• _To do_
Copy each entry as it stands, leaving nothing out.

• _Input records_
--- BEGIN ---

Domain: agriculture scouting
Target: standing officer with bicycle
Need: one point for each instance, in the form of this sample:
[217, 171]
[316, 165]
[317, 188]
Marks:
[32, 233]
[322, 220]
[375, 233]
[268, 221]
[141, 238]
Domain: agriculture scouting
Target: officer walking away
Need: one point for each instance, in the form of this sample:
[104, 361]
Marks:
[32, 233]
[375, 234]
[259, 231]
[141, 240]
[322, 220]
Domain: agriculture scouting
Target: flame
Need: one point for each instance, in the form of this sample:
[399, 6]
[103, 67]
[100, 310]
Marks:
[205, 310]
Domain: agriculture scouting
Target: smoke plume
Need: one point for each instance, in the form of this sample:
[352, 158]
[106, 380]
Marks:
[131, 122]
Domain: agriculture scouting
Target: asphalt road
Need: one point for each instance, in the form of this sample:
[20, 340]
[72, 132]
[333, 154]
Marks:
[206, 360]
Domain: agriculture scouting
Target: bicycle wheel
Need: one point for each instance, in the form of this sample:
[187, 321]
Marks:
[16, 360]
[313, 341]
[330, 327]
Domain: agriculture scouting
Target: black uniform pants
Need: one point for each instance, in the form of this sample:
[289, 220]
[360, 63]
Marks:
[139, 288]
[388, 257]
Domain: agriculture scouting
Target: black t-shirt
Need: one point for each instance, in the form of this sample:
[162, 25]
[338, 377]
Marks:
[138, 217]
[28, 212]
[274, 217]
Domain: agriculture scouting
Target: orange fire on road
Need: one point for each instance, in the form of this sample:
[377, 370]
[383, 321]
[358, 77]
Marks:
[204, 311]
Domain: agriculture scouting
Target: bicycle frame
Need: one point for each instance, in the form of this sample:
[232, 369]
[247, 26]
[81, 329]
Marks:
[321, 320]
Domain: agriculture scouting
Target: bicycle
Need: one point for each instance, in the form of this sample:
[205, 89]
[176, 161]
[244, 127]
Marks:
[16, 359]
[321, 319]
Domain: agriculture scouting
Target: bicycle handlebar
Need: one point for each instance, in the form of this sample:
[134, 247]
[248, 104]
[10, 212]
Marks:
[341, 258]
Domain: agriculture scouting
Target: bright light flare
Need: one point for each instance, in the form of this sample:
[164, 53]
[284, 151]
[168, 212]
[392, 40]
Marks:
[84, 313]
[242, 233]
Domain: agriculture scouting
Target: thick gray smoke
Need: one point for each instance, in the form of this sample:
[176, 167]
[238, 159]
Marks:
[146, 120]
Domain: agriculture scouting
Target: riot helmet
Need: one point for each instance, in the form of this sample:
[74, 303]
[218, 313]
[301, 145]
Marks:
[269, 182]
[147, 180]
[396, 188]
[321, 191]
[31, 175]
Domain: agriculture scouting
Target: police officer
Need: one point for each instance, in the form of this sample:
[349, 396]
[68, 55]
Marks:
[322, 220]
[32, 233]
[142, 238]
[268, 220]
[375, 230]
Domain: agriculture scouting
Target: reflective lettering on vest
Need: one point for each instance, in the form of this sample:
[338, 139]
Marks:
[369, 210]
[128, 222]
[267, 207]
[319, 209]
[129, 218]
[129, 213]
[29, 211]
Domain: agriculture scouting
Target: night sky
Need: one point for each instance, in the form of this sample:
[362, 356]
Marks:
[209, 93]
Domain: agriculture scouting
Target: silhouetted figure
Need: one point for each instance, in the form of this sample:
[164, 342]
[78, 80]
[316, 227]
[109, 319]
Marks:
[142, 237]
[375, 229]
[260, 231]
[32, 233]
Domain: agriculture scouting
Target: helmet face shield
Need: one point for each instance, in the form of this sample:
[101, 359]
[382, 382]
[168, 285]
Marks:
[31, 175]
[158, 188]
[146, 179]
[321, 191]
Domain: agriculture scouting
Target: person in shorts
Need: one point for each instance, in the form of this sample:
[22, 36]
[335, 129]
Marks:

--- END ---

• _Solution to this problem_
Domain: agriculture scouting
Target: standing officer with bicycle
Need: one point for each instance, in the form of this sample:
[217, 171]
[316, 165]
[317, 188]
Marks:
[32, 233]
[322, 220]
[375, 233]
[268, 221]
[141, 238]
Domain: agriculture scouting
Target: officer walking away
Need: one point for each instance, in the form of this sample:
[104, 361]
Marks:
[32, 233]
[375, 234]
[259, 231]
[141, 240]
[322, 220]
Domain: agriculture scouting
Target: flame
Need: one point for each instance, in the form of this sample:
[399, 6]
[103, 67]
[100, 310]
Marks:
[205, 310]
Domain: agriculture scouting
Target: smoke plume
Need: one point for each instance, in the form of this sample:
[352, 158]
[106, 380]
Marks:
[131, 122]
Domain: agriculture scouting
Target: asphalt road
Need: one point for each instance, in the form of this sample:
[20, 340]
[72, 132]
[333, 154]
Marks:
[206, 360]
Domain: agriculture scouting
Target: bicycle wheel
Need: one point for each instance, in the form of this sample:
[187, 321]
Marks:
[16, 360]
[313, 341]
[330, 327]
Domain: agriculture scouting
Target: black uniform pants
Need: one point for each instance, in the form of this sample:
[289, 220]
[360, 63]
Marks:
[139, 288]
[388, 257]
Domain: agriculture scouting
Target: black t-shirt
Need: one point for each instance, in the form of this sample:
[162, 25]
[338, 377]
Marks:
[138, 217]
[28, 212]
[274, 217]
Domain: agriculture scouting
Target: orange fire on road
Need: one point for each instance, in the form of this sample:
[377, 370]
[383, 321]
[358, 77]
Marks:
[204, 311]
Domain: agriculture scouting
Target: bicycle frame
Need: one point for each instance, in the form of this sample:
[232, 369]
[247, 26]
[81, 329]
Marks:
[321, 320]
Domain: agriculture scouting
Target: bicycle
Need: one point for each instance, in the form of this sample:
[205, 89]
[176, 161]
[244, 127]
Marks:
[16, 359]
[321, 319]
Domain: agriculture scouting
Target: bicycle handlebar
Need: one point for each instance, in the form of this sample:
[134, 247]
[248, 104]
[10, 212]
Marks:
[341, 258]
Domain: agriculture scouting
Target: bright light flare
Need: one point for each instance, in the form of this sample:
[164, 53]
[284, 151]
[168, 212]
[392, 40]
Marks:
[84, 313]
[242, 233]
Domain: agriculture scouting
Target: thick gray smoke
Need: one point for each instance, in the form of this sample:
[176, 167]
[238, 159]
Marks:
[146, 120]
Domain: agriculture scouting
Target: riot helmet
Need: one point for each instance, in the form of this sample:
[74, 303]
[218, 313]
[301, 145]
Marks:
[269, 182]
[147, 180]
[396, 188]
[321, 191]
[31, 175]
Domain: agriculture scouting
Target: police officer
Need: one point for each instance, in the form of this sample:
[349, 396]
[68, 55]
Marks:
[322, 220]
[32, 233]
[142, 238]
[268, 220]
[375, 230]
Domain: agriculture scouting
Target: reflective lettering on vest
Need: one point for each instance, in the form of this sample:
[338, 139]
Marks:
[369, 210]
[128, 222]
[267, 207]
[319, 209]
[129, 218]
[129, 213]
[29, 211]
Domain: agriculture scouting
Target: night sky
Need: one point for each instance, in the form of this sample:
[362, 356]
Marks:
[209, 93]
Domain: agriculture scouting
Target: silhouetted figure
Need: one point for each instance, in the form of this sample:
[164, 342]
[78, 80]
[316, 227]
[109, 319]
Marks:
[142, 237]
[375, 229]
[260, 231]
[32, 233]
Domain: agriculture scouting
Target: helmet face shield
Need: one point for each instance, in the form of this sample:
[101, 359]
[382, 382]
[168, 285]
Marks:
[31, 175]
[158, 188]
[146, 179]
[321, 191]
Domain: agriculture scouting
Target: person in shorts
Need: one point for each instance, in the form of this sample:
[22, 36]
[335, 129]
Marks:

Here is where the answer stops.